= Problems and tasks =
1 > Answer these from the forum thread about the Petsmart betta sale, one line each:
(a) What did the male bettas cost?
(b) What did elijahfeathers ask a worker to get for the crowntail?
(c) What colors does Luimeril give for Mister Auron?
2 > Reproduce the part of the forum thread about the Petsmart betta sale that opens with the words containing "he looks just" and closes with "lucky, I guess.".
3 > Carry on the forum thread about the Petsmart betta sale from where it stops.

= Text section =

·····

# Petsmart had bettas on sale. Frist female + first crowntail!



## elijahfeathers (Oct 15, 2010)

I couldn't resist. I was in to pick up some ghost shrimp, and I saw that the ladies were 99 cents with the petco card, and the guys 3.99. I wind up picking out my first girly (whom I'm not photographing at the moment because, while she was gorgious when I picked her out form the back, right now she's just pale with dark stripes. The ride home scared her). She's greendish blue and metalic (though out of the blue water she may prove to be more green, with any luck!).

The other is a crowntail male. I wasn't sure if I wanted him-- he looked interesting but again with the blue water. I asked a worker if it was possible to get him some clear water. And onc ei saw him I knew I was brining him home;










*swoons* He's so handsome! I don't normally go for crowntails but DANG!


----------



## Betta Slave (Dec 8, 2009)

Oh my goodness. o.e That boy looks EXACTLY like the one I was thinking of getting a week or so ago... like same yellow ventrals, same dippy head, same copper coloring, EVERYTHING. You live in the US, though, yeah?

Looking forward to pics of your girly


----------



## elijahfeathers (Oct 15, 2010)

Yeah, I am in the USA. xD I just fell in love with him. C:


----------



## Luimeril (Dec 29, 2010)

he's beautiful! too bad our local Petsmart's way over on the other side of town. and, the last boy i got from them died that night. >.> i'm never buying fish from Petsmart again. ;A;


----------



## YoshesMom (Mar 15, 2011)

he looks just like my Koori- not the best pic of him


----------



## elijahfeathers (Oct 15, 2010)

lol it seems like he's got some twins ou there!

And man, I'm sorry. I haven't had a fish go belly-up right after bringin it home, as far as my bettas go-- but I'm always pretty careful about choosing healthy-looking fish. And lucky, I guess.


----------



## Luimeril (Dec 29, 2010)

Mister Auron WAS healthy looking! he was the most active fish there, and the only one without SBD. :/ he was beautiful, too. pitch black body, blood red fins, and the tiniest bit of electric blue at the base of his rays.


----------



## 1fish2fish (Sep 10, 2009)

Very pretty! I ALMOST got a gorgeous green girl while I was there yesterday but I made myself leave. Maybe if she's still there after my final tomorrow I'll go get her as a reward to myself.

·····

= Recorded information =
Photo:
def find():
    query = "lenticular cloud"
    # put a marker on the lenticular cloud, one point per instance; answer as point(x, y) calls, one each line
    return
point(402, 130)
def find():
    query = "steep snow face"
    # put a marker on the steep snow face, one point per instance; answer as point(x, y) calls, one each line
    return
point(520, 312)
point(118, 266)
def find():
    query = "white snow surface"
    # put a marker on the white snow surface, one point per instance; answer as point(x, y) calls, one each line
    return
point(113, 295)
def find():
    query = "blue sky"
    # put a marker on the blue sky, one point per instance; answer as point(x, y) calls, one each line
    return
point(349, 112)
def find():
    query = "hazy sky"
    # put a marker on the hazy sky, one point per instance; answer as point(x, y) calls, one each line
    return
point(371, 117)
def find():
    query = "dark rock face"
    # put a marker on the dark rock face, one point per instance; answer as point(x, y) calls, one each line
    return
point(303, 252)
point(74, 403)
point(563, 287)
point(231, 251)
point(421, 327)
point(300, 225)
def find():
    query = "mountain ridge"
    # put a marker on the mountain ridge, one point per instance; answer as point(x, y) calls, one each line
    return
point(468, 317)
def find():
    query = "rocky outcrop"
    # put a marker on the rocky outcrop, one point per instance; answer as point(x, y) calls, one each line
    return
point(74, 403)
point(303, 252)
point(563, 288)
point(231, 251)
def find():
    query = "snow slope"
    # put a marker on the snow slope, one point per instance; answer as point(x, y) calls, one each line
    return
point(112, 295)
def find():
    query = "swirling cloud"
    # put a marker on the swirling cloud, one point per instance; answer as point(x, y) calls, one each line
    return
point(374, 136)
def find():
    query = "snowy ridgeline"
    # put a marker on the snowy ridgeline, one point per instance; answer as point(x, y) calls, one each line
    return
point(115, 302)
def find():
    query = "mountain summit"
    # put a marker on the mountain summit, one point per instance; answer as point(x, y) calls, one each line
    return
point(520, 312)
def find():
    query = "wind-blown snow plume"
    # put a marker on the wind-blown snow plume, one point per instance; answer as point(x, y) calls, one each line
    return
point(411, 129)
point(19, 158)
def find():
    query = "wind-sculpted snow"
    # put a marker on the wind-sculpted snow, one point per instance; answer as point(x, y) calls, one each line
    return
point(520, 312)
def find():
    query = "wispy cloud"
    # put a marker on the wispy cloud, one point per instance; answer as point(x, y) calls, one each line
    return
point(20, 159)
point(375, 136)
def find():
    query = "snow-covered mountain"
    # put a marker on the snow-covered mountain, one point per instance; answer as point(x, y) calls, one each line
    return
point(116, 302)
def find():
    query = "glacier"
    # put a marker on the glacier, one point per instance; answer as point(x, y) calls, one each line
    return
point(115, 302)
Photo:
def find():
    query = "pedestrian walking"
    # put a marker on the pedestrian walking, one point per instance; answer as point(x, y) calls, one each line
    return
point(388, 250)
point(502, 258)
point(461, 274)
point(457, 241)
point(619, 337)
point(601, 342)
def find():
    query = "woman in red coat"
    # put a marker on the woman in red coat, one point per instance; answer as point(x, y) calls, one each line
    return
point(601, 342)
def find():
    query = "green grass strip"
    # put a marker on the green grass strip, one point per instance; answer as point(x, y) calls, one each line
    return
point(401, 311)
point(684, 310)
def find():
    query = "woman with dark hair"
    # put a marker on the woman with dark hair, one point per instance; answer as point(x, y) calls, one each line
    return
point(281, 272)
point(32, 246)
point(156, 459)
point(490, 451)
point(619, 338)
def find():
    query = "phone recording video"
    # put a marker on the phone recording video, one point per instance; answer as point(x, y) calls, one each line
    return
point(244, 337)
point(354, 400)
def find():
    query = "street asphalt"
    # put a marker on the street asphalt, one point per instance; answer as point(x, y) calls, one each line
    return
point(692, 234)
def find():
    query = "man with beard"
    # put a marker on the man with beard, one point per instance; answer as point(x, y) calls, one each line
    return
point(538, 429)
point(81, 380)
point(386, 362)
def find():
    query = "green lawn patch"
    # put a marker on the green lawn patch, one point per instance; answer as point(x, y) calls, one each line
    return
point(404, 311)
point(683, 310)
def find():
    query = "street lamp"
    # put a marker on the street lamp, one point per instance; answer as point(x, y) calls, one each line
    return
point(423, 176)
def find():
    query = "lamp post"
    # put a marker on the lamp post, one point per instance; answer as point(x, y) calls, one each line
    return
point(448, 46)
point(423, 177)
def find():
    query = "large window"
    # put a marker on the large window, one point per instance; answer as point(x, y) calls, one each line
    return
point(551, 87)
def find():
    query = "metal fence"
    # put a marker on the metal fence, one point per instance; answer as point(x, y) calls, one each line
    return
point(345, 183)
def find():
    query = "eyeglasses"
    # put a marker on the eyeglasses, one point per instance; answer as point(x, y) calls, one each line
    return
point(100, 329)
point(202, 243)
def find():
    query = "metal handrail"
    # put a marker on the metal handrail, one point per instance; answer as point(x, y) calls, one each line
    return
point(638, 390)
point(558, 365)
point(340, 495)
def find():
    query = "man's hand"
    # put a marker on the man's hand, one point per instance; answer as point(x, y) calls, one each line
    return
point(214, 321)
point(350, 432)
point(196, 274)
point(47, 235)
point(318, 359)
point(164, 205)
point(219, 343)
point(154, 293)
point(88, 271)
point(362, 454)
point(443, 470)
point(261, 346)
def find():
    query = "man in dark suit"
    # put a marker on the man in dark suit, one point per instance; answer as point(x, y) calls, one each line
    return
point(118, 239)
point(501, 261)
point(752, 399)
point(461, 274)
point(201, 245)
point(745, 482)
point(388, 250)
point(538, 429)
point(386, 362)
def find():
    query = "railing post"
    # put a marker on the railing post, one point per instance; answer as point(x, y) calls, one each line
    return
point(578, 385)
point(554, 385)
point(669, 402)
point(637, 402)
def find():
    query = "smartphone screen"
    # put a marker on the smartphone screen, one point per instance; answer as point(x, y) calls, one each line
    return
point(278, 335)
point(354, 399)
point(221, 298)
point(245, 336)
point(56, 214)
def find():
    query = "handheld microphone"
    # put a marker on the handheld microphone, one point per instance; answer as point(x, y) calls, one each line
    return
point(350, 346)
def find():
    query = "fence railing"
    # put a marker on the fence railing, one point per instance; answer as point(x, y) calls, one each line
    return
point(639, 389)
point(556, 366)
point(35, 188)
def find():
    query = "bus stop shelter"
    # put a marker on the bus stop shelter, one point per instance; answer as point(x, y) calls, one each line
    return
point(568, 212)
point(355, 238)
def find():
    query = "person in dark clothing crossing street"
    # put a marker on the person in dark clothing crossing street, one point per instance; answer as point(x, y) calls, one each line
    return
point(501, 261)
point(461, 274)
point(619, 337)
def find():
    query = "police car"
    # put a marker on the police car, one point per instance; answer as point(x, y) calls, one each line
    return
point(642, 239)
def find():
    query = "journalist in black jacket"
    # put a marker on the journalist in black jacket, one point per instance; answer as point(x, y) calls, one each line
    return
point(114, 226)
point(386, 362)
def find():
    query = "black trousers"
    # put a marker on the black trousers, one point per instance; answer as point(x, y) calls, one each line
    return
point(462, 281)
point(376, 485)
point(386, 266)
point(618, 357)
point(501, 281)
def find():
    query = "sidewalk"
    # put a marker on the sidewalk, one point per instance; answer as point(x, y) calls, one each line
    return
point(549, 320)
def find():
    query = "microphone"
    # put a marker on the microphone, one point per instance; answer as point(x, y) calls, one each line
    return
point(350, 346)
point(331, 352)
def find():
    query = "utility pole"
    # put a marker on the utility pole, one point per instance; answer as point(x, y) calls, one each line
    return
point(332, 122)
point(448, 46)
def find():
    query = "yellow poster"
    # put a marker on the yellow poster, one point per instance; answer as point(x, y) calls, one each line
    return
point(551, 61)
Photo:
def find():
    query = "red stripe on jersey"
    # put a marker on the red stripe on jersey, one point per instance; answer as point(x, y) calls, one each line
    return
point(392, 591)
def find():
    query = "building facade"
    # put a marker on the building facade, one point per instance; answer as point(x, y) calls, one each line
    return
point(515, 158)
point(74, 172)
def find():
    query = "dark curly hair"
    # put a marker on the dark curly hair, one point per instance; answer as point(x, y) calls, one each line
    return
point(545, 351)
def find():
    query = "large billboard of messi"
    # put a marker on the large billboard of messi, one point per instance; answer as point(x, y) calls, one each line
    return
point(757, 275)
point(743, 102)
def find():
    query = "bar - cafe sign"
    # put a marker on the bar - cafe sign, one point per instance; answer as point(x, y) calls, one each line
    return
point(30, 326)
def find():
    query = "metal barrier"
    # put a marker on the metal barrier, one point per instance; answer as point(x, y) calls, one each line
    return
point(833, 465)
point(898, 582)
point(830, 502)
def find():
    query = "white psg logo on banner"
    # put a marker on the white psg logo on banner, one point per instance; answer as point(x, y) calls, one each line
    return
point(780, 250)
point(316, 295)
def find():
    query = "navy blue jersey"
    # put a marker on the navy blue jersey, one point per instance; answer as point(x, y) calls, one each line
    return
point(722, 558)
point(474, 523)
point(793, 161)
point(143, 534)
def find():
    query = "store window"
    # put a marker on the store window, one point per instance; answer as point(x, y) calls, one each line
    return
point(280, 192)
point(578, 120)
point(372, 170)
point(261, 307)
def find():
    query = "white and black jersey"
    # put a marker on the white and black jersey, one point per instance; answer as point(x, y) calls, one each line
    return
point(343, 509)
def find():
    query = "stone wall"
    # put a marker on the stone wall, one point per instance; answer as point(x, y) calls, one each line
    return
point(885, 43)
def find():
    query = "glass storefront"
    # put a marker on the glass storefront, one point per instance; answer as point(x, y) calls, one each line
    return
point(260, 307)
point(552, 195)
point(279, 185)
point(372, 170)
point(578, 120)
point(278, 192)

·····

= Solved problems =
1 >
(a) $3.99.
(b) Some clear water.
(c) A pitch black body, blood red fins, and the tiniest bit of electric blue at the base of his rays.

2 >
he looks just like my Koori- not the best pic of him


----------



## elijahfeathers (Oct 15, 2010)

lol it seems like he's got some twins ou there!

And man, I'm sorry. I haven't had a fish go belly-up right after bringin it home, as far as my bettas go-- but I'm always pretty careful about choosing healthy-looking fish. And lucky, I guess.

3 >
----------



## Johnificent (Feb 21, 2010)

he's gorgeous! now, i want a crowntail betta! XD though, I'm still looking forward to seeing your female


----------



## elijahfeathers (Oct 15, 2010)

And finally got some photos of my girly. She, like Calder, freaks out at the camera flash. She paled up a bit by the time I got good shots-- normally she's a bit darker. I just thought she was lovely in the store. C:


----------



## 1fish2fish (Sep 10, 2009)

Pretty girl!

I actually got a male CT and a female myself a couple days ago. I had only planned on the CT but the employee showed me this female with a bent spine and they let me have a discount on her so I took her home.


----------



## n3wport (Apr 11, 2011)

I LOVE LOVE LOVE that crowntail! if I saw him I would have seriously dropped 100 dollars on him getting another tank and everything else! you are so lucky!!!


----------



## Pekemom (Jan 27, 2011)

Wow and wow!! I can't believe you found that boy at Petsmart!! He's incredibly gorgeous. And your girl is so pretty. They lucked out getting you to care for them! Lots of good luck with both..


----------



## YoshesMom (Mar 15, 2011)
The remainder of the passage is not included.